• Problem requirements
From the line containing "Spot the ocean" to the last line of the records below, repeat every line exactly and add nothing else.

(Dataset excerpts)
- - - - - - -

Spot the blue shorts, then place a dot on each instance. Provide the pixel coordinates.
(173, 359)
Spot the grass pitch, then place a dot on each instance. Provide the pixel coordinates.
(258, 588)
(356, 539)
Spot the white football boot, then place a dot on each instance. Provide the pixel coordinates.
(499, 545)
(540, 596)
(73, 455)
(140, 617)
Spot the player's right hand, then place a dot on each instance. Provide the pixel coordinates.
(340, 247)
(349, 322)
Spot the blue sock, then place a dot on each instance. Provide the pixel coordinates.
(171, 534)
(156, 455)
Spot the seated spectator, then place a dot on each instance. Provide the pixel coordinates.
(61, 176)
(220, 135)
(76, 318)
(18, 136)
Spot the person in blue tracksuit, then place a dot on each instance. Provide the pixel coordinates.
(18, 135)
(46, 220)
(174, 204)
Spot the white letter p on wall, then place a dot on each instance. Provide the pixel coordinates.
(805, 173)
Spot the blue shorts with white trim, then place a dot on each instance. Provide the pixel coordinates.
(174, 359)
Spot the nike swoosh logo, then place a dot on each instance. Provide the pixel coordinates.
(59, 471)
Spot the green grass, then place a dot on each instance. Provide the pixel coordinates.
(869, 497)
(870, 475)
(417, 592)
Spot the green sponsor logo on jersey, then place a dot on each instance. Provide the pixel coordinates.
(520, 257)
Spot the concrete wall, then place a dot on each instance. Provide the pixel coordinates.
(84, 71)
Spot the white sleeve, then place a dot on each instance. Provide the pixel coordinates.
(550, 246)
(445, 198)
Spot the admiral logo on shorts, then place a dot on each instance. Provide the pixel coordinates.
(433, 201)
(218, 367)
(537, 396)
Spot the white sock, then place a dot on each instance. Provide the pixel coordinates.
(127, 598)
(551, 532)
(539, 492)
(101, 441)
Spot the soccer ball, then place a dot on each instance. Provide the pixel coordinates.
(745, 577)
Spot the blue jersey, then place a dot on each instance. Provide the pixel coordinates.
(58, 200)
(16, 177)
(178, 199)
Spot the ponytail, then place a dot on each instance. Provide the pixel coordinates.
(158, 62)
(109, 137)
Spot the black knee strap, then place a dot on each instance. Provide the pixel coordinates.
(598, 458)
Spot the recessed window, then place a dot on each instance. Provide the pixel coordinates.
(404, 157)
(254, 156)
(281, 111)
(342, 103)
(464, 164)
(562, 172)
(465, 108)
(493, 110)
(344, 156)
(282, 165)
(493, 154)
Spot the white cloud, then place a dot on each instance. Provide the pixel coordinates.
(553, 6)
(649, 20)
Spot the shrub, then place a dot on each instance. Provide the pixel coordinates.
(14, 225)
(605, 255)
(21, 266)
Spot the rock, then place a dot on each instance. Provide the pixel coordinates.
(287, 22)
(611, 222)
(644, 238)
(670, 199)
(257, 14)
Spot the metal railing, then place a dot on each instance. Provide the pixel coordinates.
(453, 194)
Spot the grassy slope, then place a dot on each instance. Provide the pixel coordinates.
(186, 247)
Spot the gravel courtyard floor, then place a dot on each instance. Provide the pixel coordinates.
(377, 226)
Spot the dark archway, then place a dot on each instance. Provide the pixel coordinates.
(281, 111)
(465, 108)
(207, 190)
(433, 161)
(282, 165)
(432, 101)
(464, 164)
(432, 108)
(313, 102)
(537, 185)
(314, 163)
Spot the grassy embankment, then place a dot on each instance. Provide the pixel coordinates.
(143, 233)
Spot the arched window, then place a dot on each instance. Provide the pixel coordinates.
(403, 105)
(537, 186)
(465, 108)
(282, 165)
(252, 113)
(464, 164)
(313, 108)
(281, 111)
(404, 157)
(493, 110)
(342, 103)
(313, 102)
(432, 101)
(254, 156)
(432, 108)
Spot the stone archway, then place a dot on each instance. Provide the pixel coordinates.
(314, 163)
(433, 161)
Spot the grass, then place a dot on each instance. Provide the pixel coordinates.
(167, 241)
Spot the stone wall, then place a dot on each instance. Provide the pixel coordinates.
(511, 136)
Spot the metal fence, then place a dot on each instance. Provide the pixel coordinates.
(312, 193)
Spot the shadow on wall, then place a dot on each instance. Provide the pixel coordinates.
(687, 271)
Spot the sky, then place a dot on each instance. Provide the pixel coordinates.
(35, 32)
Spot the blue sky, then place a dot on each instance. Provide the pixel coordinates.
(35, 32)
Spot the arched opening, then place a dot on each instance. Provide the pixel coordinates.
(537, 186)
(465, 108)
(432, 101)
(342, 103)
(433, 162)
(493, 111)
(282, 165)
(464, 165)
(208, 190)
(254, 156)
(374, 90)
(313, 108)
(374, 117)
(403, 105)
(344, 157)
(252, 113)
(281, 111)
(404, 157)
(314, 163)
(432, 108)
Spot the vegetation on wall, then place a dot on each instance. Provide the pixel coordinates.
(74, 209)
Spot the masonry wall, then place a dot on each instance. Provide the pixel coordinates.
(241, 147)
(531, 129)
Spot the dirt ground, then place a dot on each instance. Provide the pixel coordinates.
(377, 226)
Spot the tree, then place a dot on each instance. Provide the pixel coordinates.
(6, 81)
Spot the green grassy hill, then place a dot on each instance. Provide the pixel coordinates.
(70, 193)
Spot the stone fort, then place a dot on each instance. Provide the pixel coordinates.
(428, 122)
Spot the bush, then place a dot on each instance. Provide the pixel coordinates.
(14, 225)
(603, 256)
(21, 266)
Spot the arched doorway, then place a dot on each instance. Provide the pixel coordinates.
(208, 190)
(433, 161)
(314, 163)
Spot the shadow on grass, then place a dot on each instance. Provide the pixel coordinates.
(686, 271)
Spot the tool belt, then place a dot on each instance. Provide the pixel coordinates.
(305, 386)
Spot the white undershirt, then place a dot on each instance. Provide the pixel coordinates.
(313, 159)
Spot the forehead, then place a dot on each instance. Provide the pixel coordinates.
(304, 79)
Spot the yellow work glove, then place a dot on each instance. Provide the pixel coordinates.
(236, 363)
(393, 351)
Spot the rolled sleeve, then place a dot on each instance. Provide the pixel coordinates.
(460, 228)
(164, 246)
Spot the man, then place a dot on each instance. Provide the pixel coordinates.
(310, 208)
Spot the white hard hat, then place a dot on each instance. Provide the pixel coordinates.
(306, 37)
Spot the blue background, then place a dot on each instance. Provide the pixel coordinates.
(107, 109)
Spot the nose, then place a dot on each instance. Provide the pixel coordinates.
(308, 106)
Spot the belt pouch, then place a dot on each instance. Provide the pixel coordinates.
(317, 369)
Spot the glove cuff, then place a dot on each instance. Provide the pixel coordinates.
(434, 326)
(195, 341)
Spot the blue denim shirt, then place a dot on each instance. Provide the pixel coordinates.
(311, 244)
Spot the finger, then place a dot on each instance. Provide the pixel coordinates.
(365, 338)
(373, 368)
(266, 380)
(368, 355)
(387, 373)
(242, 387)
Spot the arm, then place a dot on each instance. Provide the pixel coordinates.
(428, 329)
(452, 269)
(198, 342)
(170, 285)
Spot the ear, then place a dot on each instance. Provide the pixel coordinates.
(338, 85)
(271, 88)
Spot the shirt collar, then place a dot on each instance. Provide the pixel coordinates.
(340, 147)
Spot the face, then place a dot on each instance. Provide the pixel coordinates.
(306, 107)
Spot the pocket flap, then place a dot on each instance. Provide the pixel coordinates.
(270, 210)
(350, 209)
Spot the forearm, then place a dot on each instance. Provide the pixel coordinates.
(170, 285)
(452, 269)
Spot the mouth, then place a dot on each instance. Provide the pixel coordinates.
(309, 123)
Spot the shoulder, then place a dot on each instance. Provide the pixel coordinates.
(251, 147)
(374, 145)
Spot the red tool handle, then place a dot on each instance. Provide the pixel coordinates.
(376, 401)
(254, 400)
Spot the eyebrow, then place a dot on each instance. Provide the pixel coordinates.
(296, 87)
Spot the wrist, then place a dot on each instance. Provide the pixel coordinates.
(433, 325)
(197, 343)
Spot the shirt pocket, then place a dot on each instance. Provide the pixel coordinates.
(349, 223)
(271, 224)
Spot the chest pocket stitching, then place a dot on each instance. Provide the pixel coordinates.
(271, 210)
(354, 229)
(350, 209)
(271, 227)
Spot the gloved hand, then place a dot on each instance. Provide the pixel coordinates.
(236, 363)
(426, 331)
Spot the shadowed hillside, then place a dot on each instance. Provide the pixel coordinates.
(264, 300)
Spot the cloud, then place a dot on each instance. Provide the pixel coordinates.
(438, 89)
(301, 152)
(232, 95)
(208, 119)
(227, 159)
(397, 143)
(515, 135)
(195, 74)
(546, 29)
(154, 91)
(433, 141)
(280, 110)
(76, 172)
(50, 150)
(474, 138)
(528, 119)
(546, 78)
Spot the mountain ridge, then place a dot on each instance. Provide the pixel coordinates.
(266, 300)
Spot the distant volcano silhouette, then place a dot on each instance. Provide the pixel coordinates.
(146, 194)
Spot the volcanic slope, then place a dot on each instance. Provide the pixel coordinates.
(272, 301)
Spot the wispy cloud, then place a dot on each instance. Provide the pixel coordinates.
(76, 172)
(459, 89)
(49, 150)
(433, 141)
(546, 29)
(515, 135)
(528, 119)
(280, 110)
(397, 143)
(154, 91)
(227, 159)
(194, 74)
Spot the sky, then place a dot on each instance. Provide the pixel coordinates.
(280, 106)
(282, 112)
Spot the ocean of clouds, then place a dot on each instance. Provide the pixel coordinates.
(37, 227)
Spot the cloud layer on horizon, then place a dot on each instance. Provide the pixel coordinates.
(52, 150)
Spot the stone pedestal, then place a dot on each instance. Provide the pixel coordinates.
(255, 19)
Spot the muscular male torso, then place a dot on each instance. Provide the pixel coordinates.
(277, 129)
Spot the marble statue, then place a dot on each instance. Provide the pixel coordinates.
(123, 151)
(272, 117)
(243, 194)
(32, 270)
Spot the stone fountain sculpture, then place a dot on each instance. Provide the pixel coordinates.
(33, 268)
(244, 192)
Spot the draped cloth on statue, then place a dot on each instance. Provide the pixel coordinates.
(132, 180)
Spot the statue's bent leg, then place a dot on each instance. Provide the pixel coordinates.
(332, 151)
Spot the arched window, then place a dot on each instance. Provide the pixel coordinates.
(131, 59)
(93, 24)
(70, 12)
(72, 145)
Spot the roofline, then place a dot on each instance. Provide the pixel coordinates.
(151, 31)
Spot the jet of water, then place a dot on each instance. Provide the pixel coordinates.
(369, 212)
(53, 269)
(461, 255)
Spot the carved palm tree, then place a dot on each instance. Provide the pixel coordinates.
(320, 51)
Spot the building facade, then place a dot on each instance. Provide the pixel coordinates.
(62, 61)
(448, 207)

- - - - - - -

• Result of this exercise
Spot the ocean of clouds, then place a dot on each instance. Provide the pixel coordinates.
(37, 227)
Spot the cloud layer on horizon, then place a dot on each instance. Provide the pixel coordinates.
(52, 150)
Spot the stone pedestal, then place a dot on each instance. Provide the pixel coordinates.
(255, 19)
Spot the muscular male torso, then place a dot on each instance. Provide the pixel coordinates.
(277, 129)
Spot the marble statue, then place a dot on each instance. Provide the pixel coordinates.
(123, 151)
(272, 117)
(243, 194)
(32, 270)
Spot the stone fountain sculpture, then place a dot on each instance. Provide the pixel coordinates.
(33, 268)
(244, 192)
Spot the draped cloth on statue, then place a dot on each instance. Provide the pixel coordinates.
(132, 180)
Spot the statue's bent leg, then place a dot on each instance. Provide the pixel coordinates.
(332, 151)
Spot the arched window, then place a dot on each instance. Provide the pixel coordinates.
(131, 59)
(93, 24)
(70, 12)
(72, 145)
Spot the roofline, then place a dot on each instance. Provide the pixel coordinates.
(151, 31)
Spot the jet of water, then place a dot on each instance. Provide the pixel coordinates.
(369, 212)
(53, 269)
(461, 255)
Spot the carved palm tree, then place a dot on each instance. Provide the pixel coordinates.
(320, 51)
Spot the building facade, then place a dot on each instance. Provide the pixel coordinates.
(62, 61)
(448, 207)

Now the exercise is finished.